DIRECTIONS FOR THIS TASK ▸
Every line from the line containing "Identify one point on each instance of the truck tire" through the final line below is to be repeated exactly; no other line is.

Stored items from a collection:

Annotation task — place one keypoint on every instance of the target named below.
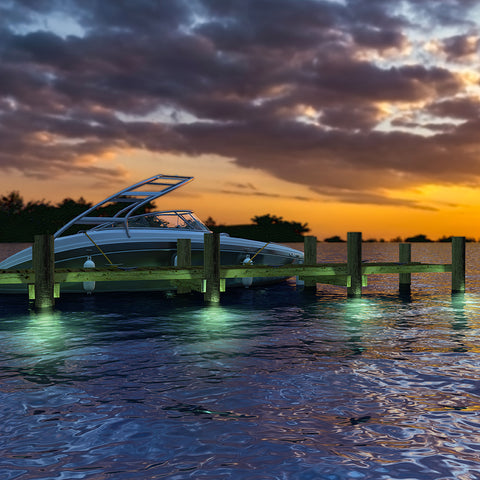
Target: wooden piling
(211, 262)
(354, 263)
(44, 268)
(405, 256)
(458, 264)
(184, 260)
(310, 258)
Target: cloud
(303, 89)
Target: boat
(131, 236)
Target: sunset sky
(349, 115)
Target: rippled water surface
(271, 384)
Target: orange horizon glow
(215, 193)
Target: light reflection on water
(271, 384)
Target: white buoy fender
(89, 287)
(247, 281)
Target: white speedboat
(129, 239)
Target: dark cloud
(295, 87)
(460, 46)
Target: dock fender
(89, 287)
(247, 281)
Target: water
(270, 384)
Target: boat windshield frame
(128, 201)
(166, 219)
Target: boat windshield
(184, 219)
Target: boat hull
(144, 248)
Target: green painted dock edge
(44, 280)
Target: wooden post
(184, 260)
(354, 263)
(310, 258)
(211, 262)
(458, 264)
(405, 256)
(44, 268)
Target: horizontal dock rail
(44, 279)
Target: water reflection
(267, 381)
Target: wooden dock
(44, 280)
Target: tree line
(20, 221)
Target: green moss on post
(405, 279)
(44, 268)
(354, 263)
(458, 264)
(310, 258)
(211, 259)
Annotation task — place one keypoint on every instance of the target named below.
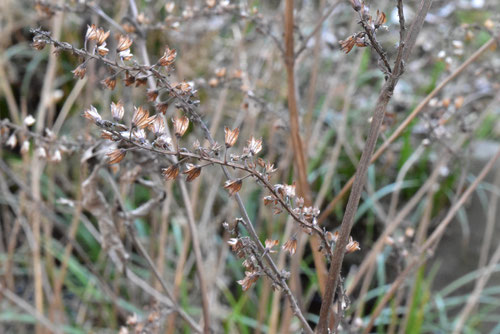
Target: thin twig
(359, 180)
(402, 127)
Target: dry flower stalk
(231, 136)
(140, 118)
(192, 172)
(116, 155)
(171, 172)
(180, 125)
(233, 186)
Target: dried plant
(154, 169)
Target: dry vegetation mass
(246, 166)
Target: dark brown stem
(359, 178)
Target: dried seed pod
(231, 136)
(180, 125)
(233, 186)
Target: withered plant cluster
(174, 169)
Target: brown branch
(401, 128)
(299, 153)
(359, 178)
(189, 108)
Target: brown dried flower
(101, 36)
(291, 245)
(92, 114)
(231, 136)
(125, 55)
(102, 50)
(164, 142)
(192, 172)
(129, 79)
(332, 237)
(152, 94)
(109, 82)
(38, 43)
(12, 141)
(347, 44)
(162, 107)
(356, 4)
(80, 71)
(381, 19)
(233, 186)
(91, 33)
(213, 82)
(107, 135)
(352, 246)
(116, 155)
(254, 146)
(270, 200)
(270, 244)
(157, 126)
(141, 81)
(180, 125)
(171, 172)
(117, 110)
(250, 278)
(220, 72)
(236, 244)
(124, 43)
(140, 118)
(168, 57)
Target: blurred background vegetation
(46, 233)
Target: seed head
(92, 114)
(171, 172)
(192, 172)
(254, 146)
(233, 186)
(140, 118)
(270, 244)
(168, 57)
(352, 246)
(124, 43)
(101, 36)
(180, 125)
(157, 126)
(109, 82)
(381, 19)
(231, 136)
(250, 278)
(80, 71)
(291, 245)
(91, 33)
(116, 155)
(117, 110)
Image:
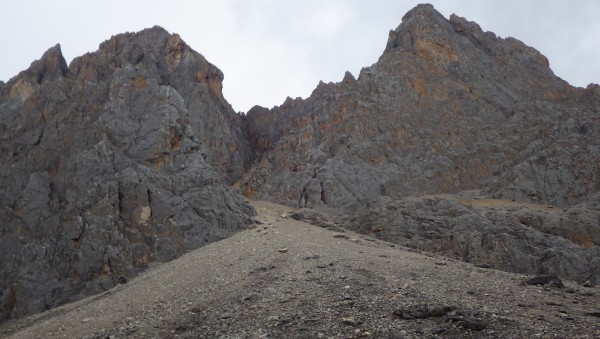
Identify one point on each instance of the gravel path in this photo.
(285, 278)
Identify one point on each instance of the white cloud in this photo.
(271, 49)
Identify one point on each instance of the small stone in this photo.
(474, 324)
(351, 320)
(588, 283)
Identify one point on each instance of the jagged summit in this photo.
(118, 161)
(448, 115)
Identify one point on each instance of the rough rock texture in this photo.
(107, 165)
(447, 108)
(287, 279)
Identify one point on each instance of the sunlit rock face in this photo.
(119, 160)
(447, 108)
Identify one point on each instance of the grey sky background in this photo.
(271, 49)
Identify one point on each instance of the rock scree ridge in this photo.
(455, 142)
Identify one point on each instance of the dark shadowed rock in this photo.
(120, 160)
(447, 108)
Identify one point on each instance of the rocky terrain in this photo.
(285, 278)
(455, 142)
(117, 161)
(447, 109)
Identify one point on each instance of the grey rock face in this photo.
(511, 236)
(120, 160)
(447, 108)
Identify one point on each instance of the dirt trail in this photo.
(285, 278)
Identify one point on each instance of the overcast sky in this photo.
(271, 49)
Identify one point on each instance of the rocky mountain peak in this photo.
(455, 141)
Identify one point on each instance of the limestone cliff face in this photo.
(446, 108)
(455, 141)
(121, 159)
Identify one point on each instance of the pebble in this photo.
(351, 320)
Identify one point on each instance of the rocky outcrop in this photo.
(117, 161)
(455, 141)
(447, 108)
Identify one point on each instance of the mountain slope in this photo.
(447, 108)
(118, 160)
(289, 279)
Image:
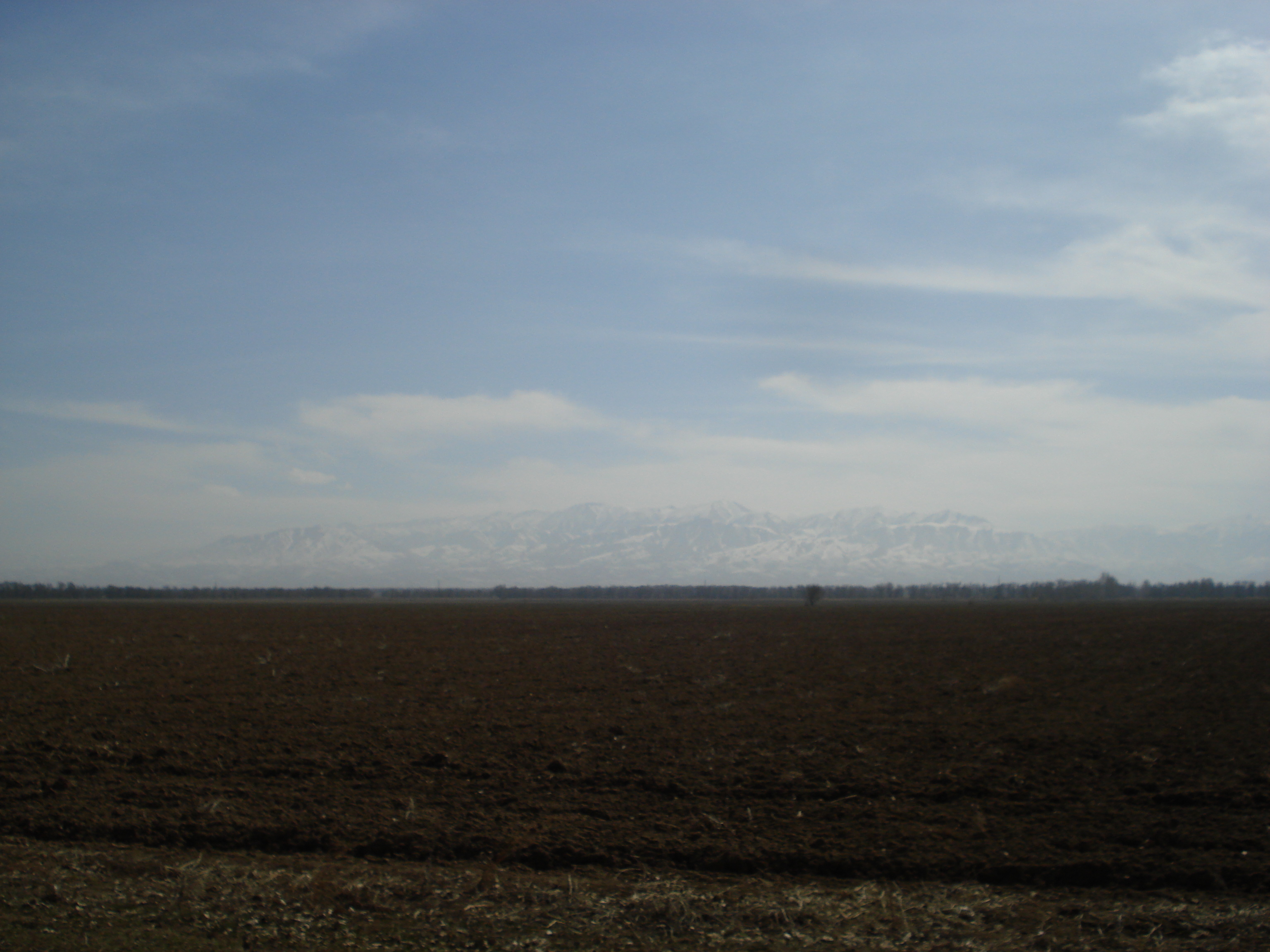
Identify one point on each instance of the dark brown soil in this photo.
(1084, 745)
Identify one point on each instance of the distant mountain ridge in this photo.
(718, 543)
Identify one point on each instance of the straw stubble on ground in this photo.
(651, 748)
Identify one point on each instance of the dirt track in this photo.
(1114, 744)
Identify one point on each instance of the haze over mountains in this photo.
(719, 544)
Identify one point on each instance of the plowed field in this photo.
(1084, 745)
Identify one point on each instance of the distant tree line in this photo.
(1100, 589)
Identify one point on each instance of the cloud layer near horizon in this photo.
(285, 264)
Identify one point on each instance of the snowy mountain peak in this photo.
(723, 543)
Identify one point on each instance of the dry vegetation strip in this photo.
(122, 898)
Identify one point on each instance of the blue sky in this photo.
(272, 264)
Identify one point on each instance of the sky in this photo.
(271, 264)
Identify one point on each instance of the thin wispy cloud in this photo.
(1132, 263)
(280, 264)
(124, 414)
(392, 418)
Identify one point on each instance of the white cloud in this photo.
(124, 414)
(1051, 455)
(309, 478)
(1134, 263)
(392, 418)
(1222, 89)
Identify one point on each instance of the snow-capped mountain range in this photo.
(719, 544)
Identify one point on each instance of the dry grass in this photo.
(56, 897)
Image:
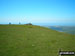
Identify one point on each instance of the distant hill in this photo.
(29, 40)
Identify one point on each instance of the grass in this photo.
(28, 40)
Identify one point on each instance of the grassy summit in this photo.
(28, 40)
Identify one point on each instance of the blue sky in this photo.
(50, 12)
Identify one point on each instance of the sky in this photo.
(38, 12)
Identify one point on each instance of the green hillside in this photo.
(28, 40)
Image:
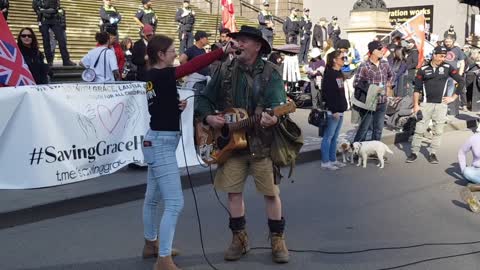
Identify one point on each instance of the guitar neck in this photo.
(249, 122)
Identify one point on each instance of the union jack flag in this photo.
(13, 69)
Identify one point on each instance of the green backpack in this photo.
(286, 145)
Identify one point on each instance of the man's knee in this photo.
(235, 197)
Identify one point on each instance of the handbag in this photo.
(89, 74)
(317, 118)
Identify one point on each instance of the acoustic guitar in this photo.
(216, 146)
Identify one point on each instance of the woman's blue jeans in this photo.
(330, 136)
(163, 183)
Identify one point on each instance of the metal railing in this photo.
(246, 4)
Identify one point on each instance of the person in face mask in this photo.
(412, 63)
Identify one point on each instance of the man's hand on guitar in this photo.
(268, 120)
(215, 121)
(182, 105)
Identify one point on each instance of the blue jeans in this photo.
(375, 120)
(330, 136)
(472, 174)
(163, 183)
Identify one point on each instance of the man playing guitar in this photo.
(241, 83)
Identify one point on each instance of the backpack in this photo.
(286, 145)
(287, 135)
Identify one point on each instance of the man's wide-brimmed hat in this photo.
(254, 33)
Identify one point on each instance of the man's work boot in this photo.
(279, 248)
(238, 247)
(150, 250)
(165, 263)
(470, 199)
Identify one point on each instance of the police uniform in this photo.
(49, 15)
(265, 16)
(147, 16)
(110, 18)
(432, 83)
(186, 20)
(305, 37)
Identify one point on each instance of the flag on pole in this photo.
(414, 28)
(13, 69)
(228, 15)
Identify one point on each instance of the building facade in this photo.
(445, 13)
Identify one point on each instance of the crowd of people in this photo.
(234, 72)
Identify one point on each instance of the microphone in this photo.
(237, 51)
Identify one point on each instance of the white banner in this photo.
(58, 134)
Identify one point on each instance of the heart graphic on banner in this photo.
(110, 118)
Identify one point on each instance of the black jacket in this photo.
(333, 91)
(138, 58)
(412, 59)
(433, 81)
(36, 63)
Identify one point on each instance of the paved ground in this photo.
(349, 210)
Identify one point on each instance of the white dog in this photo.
(344, 147)
(364, 149)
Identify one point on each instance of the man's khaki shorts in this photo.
(231, 175)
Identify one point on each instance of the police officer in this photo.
(431, 80)
(291, 27)
(4, 6)
(305, 36)
(266, 24)
(146, 15)
(186, 19)
(109, 17)
(49, 15)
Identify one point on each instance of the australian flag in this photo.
(13, 69)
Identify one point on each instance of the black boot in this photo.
(239, 245)
(279, 247)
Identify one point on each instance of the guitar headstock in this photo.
(283, 109)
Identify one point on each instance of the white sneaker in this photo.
(339, 164)
(328, 166)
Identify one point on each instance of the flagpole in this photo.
(407, 21)
(216, 23)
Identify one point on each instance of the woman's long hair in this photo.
(34, 45)
(159, 43)
(124, 43)
(331, 57)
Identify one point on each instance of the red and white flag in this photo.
(414, 28)
(228, 15)
(13, 69)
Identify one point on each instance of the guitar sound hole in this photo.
(224, 138)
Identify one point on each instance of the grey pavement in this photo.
(348, 210)
(25, 206)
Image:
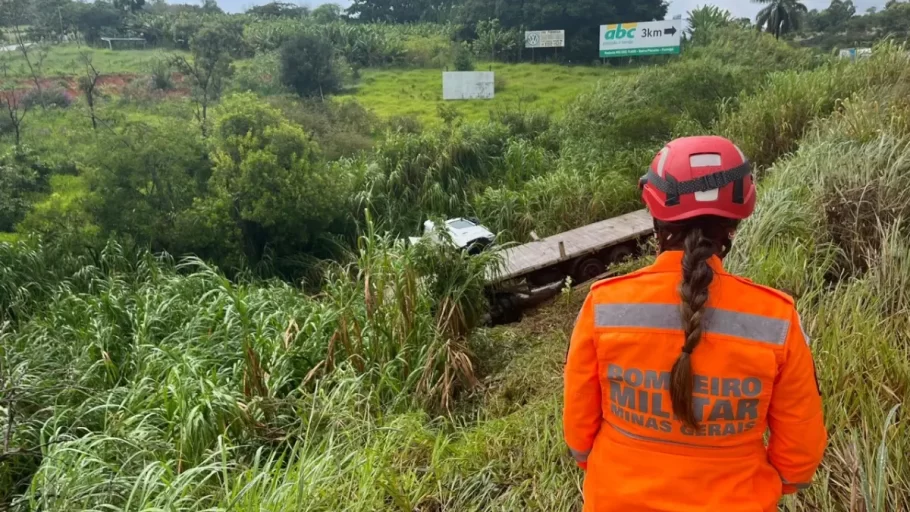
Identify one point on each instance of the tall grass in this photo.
(134, 382)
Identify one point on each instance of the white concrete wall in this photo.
(468, 85)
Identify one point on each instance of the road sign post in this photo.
(545, 39)
(636, 39)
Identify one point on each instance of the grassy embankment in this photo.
(178, 389)
(66, 60)
(417, 92)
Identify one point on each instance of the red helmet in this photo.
(695, 176)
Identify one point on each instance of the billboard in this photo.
(545, 39)
(645, 38)
(467, 85)
(855, 53)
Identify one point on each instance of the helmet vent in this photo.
(706, 160)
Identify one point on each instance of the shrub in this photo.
(405, 125)
(461, 57)
(644, 109)
(260, 75)
(160, 74)
(21, 176)
(308, 65)
(51, 97)
(427, 52)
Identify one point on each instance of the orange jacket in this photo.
(753, 371)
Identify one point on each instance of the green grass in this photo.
(417, 92)
(65, 60)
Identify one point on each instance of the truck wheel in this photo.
(588, 269)
(620, 253)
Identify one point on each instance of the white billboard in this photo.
(646, 38)
(545, 39)
(468, 85)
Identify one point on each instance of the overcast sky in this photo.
(740, 8)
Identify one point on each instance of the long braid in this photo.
(697, 277)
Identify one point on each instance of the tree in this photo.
(308, 65)
(93, 20)
(21, 176)
(834, 18)
(88, 83)
(212, 48)
(705, 20)
(393, 11)
(278, 10)
(326, 13)
(129, 5)
(780, 16)
(15, 111)
(145, 178)
(269, 180)
(580, 19)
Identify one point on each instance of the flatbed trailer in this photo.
(534, 272)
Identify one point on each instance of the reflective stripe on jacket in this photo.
(753, 371)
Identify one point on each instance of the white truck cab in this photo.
(467, 234)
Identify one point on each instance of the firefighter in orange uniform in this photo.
(675, 372)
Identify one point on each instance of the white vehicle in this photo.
(534, 272)
(466, 234)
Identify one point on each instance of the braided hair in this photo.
(700, 239)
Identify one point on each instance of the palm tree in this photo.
(704, 20)
(780, 16)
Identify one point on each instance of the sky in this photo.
(739, 8)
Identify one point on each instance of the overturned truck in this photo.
(535, 272)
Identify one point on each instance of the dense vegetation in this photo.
(205, 301)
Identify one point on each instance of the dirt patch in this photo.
(113, 85)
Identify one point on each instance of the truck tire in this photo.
(620, 253)
(508, 311)
(588, 269)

RESPONSE ▸
Identify one point on each instance of the truck tire in this photo.
(620, 253)
(508, 311)
(588, 269)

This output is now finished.